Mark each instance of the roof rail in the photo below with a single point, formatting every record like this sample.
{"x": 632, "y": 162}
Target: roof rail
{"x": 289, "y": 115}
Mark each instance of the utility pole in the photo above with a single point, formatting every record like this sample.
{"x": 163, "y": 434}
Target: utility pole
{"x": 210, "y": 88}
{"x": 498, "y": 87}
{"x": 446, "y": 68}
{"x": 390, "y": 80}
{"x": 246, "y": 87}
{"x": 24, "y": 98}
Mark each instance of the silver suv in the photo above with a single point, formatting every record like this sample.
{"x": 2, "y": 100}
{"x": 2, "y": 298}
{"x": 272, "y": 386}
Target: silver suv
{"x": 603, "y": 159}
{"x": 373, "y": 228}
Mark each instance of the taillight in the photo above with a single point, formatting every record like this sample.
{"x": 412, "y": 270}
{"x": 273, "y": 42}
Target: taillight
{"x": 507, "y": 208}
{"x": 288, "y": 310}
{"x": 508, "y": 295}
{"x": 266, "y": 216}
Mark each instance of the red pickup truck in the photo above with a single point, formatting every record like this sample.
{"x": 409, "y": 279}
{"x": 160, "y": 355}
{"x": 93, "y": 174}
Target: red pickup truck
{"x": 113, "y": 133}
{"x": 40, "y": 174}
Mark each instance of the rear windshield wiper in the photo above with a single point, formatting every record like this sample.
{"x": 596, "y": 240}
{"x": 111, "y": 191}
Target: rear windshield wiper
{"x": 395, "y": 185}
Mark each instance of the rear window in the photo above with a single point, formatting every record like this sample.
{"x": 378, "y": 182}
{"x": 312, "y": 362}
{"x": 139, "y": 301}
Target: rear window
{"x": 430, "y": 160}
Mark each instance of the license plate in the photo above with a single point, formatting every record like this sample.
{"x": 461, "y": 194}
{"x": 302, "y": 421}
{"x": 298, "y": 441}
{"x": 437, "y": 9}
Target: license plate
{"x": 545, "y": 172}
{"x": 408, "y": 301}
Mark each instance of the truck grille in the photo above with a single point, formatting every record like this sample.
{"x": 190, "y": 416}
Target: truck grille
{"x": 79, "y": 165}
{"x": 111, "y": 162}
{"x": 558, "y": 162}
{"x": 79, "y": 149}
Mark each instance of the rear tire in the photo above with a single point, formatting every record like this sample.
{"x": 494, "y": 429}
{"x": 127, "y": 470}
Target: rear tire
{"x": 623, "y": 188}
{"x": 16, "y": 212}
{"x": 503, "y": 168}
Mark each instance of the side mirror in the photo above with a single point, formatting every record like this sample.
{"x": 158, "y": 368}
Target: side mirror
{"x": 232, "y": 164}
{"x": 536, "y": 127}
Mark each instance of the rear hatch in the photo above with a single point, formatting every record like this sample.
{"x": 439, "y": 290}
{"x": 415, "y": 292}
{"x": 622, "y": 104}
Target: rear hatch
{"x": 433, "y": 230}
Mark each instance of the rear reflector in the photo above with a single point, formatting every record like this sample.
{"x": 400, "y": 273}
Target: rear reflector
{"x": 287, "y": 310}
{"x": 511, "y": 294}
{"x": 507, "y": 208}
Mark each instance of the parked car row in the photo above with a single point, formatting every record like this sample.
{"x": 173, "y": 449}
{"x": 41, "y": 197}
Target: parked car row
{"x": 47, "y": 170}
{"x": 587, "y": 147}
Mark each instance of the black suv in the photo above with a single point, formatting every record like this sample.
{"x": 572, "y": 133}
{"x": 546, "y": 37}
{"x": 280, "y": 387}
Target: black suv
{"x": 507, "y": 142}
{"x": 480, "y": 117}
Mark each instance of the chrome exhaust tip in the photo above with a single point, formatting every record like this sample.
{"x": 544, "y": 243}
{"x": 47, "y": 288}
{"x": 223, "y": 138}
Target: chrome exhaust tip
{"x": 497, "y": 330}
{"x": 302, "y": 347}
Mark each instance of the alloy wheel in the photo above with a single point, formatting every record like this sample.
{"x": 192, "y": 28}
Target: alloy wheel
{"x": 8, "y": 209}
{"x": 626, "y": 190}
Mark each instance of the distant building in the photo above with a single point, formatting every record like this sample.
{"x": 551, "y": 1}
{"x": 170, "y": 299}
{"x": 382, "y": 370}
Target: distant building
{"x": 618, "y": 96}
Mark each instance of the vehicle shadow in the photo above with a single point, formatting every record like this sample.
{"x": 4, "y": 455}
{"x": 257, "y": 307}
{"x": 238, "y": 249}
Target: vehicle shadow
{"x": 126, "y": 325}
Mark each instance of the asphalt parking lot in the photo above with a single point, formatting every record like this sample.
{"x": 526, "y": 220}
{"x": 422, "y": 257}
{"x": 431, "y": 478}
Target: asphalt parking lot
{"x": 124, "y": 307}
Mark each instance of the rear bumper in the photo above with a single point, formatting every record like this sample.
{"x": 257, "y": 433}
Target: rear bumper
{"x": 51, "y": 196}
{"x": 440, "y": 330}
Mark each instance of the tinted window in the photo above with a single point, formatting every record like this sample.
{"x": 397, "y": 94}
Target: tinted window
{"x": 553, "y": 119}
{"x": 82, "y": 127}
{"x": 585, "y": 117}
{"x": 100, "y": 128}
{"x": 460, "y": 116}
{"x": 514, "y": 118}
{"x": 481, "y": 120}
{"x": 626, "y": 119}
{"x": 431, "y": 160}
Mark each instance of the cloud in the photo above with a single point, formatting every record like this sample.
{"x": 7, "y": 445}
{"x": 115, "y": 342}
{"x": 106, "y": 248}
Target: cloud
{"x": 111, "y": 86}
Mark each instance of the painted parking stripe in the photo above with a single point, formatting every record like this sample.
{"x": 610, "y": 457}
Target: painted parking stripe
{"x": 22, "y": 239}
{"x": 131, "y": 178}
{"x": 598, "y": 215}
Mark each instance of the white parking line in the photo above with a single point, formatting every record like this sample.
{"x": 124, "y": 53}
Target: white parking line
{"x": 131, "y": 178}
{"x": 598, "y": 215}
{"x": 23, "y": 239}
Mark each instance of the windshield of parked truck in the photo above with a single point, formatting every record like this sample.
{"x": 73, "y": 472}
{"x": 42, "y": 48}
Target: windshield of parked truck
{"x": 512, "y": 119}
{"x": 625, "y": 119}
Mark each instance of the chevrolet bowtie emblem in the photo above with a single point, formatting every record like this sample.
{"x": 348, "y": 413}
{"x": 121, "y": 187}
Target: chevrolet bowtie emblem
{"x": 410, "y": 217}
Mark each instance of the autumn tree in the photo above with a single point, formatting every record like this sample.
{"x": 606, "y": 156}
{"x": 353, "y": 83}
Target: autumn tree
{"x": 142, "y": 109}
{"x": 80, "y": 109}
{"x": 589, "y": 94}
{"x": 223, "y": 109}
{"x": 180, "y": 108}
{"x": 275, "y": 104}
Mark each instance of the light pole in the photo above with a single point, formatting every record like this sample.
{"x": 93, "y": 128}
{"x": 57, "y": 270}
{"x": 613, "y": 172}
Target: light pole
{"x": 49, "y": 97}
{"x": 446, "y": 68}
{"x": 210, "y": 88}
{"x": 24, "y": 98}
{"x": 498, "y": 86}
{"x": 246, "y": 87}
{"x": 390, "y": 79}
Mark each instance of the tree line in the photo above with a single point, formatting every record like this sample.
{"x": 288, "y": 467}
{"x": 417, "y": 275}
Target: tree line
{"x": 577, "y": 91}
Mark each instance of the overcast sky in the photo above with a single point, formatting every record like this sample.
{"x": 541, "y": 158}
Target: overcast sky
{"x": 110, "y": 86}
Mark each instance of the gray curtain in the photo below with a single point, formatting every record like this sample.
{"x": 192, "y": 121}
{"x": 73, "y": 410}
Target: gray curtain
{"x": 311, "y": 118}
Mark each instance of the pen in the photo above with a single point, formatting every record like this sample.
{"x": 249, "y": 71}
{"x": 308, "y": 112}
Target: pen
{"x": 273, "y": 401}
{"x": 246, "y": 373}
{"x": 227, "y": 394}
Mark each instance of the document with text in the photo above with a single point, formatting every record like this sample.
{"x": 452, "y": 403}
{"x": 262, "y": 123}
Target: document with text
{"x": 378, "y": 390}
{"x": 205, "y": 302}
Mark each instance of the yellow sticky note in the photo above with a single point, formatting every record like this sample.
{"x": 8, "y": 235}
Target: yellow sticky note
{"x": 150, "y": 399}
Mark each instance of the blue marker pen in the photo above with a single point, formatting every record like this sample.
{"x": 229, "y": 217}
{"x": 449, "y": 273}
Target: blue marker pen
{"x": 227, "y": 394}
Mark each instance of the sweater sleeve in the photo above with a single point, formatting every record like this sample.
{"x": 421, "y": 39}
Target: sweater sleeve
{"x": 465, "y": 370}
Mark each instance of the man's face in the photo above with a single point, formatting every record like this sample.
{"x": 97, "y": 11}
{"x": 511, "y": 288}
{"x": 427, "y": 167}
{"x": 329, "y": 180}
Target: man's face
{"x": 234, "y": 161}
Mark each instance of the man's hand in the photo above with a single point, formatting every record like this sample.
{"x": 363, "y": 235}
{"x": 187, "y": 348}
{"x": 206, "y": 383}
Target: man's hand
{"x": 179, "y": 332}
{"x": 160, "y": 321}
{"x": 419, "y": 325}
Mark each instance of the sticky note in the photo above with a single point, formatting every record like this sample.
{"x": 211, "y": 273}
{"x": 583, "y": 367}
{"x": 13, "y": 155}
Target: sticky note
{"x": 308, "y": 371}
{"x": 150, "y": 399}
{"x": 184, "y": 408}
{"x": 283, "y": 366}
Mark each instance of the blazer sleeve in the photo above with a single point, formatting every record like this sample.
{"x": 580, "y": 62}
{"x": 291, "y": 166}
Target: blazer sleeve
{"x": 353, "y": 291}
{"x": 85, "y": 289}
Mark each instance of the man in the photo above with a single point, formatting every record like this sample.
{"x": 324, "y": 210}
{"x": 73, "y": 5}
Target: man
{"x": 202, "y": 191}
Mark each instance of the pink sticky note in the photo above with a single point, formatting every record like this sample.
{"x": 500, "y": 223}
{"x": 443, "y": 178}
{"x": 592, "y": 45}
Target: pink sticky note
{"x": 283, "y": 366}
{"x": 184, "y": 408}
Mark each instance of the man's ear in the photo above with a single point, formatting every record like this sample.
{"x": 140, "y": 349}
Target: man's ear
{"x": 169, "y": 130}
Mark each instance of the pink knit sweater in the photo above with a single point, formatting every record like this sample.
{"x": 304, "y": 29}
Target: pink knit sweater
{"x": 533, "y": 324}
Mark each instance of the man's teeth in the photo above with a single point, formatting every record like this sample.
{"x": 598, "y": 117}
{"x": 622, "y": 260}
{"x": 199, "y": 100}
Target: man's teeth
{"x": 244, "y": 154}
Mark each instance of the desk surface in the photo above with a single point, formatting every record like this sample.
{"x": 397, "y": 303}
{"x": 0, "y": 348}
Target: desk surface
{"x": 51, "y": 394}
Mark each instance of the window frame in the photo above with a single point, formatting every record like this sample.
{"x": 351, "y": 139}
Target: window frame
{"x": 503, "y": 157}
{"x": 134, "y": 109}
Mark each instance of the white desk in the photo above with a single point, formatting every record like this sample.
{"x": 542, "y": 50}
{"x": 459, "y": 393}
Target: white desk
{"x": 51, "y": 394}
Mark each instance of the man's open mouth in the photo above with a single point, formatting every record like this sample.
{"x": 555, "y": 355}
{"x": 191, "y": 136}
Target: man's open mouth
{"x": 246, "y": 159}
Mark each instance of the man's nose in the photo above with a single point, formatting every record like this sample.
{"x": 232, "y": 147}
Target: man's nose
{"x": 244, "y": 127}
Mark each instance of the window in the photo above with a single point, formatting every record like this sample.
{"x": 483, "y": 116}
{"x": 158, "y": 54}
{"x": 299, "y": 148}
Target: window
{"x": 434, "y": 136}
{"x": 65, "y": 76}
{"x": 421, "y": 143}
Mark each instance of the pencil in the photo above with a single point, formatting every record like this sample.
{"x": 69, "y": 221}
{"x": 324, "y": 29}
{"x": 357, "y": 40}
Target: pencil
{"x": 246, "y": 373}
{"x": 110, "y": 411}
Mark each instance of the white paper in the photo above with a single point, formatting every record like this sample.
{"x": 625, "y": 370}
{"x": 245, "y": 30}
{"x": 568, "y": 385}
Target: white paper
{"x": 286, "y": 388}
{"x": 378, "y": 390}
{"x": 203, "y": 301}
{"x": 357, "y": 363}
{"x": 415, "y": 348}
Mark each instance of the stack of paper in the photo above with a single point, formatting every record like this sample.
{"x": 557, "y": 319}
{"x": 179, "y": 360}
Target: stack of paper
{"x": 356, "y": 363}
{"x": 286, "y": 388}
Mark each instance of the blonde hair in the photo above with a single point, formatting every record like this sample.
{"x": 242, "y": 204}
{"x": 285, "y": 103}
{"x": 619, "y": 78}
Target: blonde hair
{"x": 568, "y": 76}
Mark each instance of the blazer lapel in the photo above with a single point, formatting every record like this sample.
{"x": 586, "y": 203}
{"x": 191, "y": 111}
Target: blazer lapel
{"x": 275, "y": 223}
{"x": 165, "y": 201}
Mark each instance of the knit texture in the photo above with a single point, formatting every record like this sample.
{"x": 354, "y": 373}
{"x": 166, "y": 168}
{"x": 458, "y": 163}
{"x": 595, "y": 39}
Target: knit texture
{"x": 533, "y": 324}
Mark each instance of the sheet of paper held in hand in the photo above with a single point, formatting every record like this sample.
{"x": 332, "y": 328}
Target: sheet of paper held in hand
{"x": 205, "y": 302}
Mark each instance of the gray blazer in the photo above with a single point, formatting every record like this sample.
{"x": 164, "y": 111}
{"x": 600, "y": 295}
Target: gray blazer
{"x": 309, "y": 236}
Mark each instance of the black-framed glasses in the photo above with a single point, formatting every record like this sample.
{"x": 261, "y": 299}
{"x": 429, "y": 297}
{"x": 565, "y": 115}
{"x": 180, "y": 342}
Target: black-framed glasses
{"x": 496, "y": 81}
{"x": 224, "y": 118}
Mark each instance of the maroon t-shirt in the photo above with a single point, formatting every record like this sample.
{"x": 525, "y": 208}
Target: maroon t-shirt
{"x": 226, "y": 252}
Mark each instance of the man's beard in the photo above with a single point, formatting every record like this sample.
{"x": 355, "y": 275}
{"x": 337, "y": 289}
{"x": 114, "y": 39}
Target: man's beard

◇ ◇ ◇ ◇ ◇

Give back exactly the lines from the line containing "Mark each instance of the sheet" to the end of the entries, and no other lines.

**TASK ANSWER:**
Mark each instance of the sheet of paper held in hand in the photo above with a single point, formatting every record like this sample.
{"x": 332, "y": 328}
Target: sheet of paper held in hand
{"x": 205, "y": 302}
Mark each instance of the gray blazer in the photo above with a single point, formatting every record like this sample.
{"x": 164, "y": 111}
{"x": 600, "y": 295}
Target: gray blazer
{"x": 309, "y": 236}
Mark each instance of the black-framed glasses in the photo above with a single point, formatting every record like this sample.
{"x": 261, "y": 299}
{"x": 429, "y": 297}
{"x": 565, "y": 115}
{"x": 180, "y": 342}
Target: black-framed glasses
{"x": 496, "y": 81}
{"x": 224, "y": 118}
Mark each instance of the maroon t-shirt in the photo above with a single point, formatting every record like this sample.
{"x": 525, "y": 208}
Target: maroon t-shirt
{"x": 226, "y": 252}
Mark each instance of the man's beard in the photo above with a single point, formatting every record like this sample.
{"x": 355, "y": 275}
{"x": 337, "y": 289}
{"x": 114, "y": 39}
Target: man's beard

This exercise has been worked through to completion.